Exercise requirements ▸ Please print every record below exactly as it reads.

Source data ▸

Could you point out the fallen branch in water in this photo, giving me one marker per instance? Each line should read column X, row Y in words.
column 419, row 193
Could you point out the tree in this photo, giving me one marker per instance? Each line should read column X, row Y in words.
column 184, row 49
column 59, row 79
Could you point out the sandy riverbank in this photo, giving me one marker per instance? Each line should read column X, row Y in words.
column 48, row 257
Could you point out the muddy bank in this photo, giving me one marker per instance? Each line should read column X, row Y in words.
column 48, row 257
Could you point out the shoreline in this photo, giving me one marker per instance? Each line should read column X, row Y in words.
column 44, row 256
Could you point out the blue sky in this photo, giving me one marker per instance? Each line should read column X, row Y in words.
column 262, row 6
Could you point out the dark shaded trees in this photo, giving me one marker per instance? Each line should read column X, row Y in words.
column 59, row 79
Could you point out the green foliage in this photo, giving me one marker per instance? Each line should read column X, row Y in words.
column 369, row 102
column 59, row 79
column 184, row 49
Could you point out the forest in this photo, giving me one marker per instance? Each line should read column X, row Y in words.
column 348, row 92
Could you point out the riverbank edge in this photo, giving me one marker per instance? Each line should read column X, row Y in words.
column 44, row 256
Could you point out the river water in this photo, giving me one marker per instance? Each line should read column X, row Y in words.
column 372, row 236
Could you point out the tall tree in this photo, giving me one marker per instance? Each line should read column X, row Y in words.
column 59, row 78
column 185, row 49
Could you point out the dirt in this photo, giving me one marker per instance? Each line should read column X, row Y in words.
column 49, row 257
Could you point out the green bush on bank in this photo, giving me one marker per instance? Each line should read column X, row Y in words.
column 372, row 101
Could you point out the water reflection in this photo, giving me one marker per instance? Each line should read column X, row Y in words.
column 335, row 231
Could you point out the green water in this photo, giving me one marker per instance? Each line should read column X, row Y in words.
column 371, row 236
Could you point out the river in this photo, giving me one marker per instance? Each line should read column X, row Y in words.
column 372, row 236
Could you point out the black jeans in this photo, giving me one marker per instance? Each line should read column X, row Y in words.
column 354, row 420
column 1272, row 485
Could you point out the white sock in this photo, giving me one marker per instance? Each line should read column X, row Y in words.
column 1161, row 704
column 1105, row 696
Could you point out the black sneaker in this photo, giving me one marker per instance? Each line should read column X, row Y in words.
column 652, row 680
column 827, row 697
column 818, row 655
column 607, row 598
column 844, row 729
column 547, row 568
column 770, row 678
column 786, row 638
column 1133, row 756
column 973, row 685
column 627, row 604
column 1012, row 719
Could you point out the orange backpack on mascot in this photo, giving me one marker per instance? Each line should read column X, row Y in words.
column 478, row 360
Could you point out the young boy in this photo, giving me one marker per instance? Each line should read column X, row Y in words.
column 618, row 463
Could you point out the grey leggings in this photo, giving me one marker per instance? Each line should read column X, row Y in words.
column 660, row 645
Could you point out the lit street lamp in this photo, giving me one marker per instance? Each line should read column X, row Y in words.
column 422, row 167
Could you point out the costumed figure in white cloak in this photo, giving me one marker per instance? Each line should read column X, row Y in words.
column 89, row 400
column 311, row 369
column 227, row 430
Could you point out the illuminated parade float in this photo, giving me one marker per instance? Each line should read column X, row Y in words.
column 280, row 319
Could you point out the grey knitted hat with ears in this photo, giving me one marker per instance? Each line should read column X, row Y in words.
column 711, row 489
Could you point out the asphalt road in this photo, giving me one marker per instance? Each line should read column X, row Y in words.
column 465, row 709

Task solution ▸
Could you point out the fallen branch in water in this photo, giving me one marker per instance? Each line should read column X, row Y in words.
column 419, row 193
Could you point out the tree in this photo, giving me one marker per instance? Each line should read column X, row Y in words.
column 184, row 49
column 59, row 79
Could you point out the sandy riverbank in this photo, giving me one marker per instance? Each line should read column X, row Y in words.
column 48, row 257
Could you point out the muddy bank in this photo, giving me one marker per instance? Each line should read column X, row Y in words.
column 48, row 257
Could you point out the shoreline in this photo, giving me one marker per instance? Each line should read column X, row Y in words.
column 44, row 256
Could you point out the blue sky in this photo, giving me one marker per instance? Each line should read column X, row Y in words.
column 262, row 6
Could you point out the dark shaded trees in this photo, giving me one marker per instance? Each line should read column X, row Y in words.
column 59, row 79
Could you point out the green foliage in this photo, giving me one marker per instance? Each line should read column X, row Y in words.
column 369, row 102
column 59, row 79
column 184, row 49
Could you point out the forest in this photo, giving me one marker per instance? Each line should read column X, row Y in words.
column 348, row 92
Could you point out the riverbank edge in this photo, giving me one marker per instance? Each line should read column X, row Y in words.
column 44, row 256
Could you point out the river water in this photo, giving me one marker per instance? Each line should read column X, row Y in words.
column 372, row 236
Could you point out the tall tree in this photo, giving me one marker per instance? Each line should read column X, row Y in words.
column 59, row 78
column 185, row 49
Could you point out the dirt in this photo, giving me one marker per instance? Each line should read column X, row Y in words.
column 49, row 257
Could you point out the green bush on bank in this photo, giving me one marker per instance? Each line should read column X, row Y in words.
column 372, row 101
Could you point out the water reflection in this photo, giving me one marker per instance? Each line should read column X, row Y in words.
column 335, row 231
Could you point out the green water in this photo, giving me one marker per instance? Each line should read column X, row Y in words.
column 371, row 236
Could you point out the river in this photo, giving me one marker per instance? Each line should read column X, row Y in words.
column 372, row 236
Could you point out the black jeans in this photo, giving me one marker per instance? Each line should read column X, row Y in words.
column 354, row 420
column 1272, row 485
Could you point out the white sock in this photo, giving me one marker per instance? Each line should read column X, row Y in words.
column 1161, row 704
column 1105, row 696
Could you point out the black sneaker in this photo, giving me one marker per instance? Each line should read column X, row Y in words.
column 652, row 680
column 827, row 697
column 818, row 655
column 607, row 598
column 844, row 729
column 547, row 568
column 770, row 678
column 786, row 638
column 1133, row 756
column 973, row 685
column 627, row 604
column 1012, row 719
Could you point out the orange backpack on mascot in this photo, giving me one marker per instance? Each line should read column X, row Y in words.
column 478, row 360
Could you point out the young boy in this photo, giving me one marker per instance? Each line should read column X, row Y in words.
column 618, row 463
Could you point out the grey leggings in this photo, giving me one marker per instance? Each line should read column X, row Y in words.
column 660, row 645
Could you point out the lit street lamp in this photo, giving me one marker per instance? Each line should read column X, row Y in words.
column 422, row 167
Could you point out the costumed figure in white cloak in this photo, giving me one marker per instance? Each line should read column X, row Y in words.
column 89, row 400
column 311, row 369
column 227, row 430
Could you point out the illuminated parade float in this photo, giving me one marker per instance? Each line should read column X, row Y in words.
column 280, row 319
Could you point out the grey knitted hat with ears in this photo, giving me one marker per instance? Each line should read column X, row Y in words.
column 711, row 489
Could you point out the asphalt road in this photo, giving me one marker per instance? Each line should read column X, row Y in words.
column 465, row 709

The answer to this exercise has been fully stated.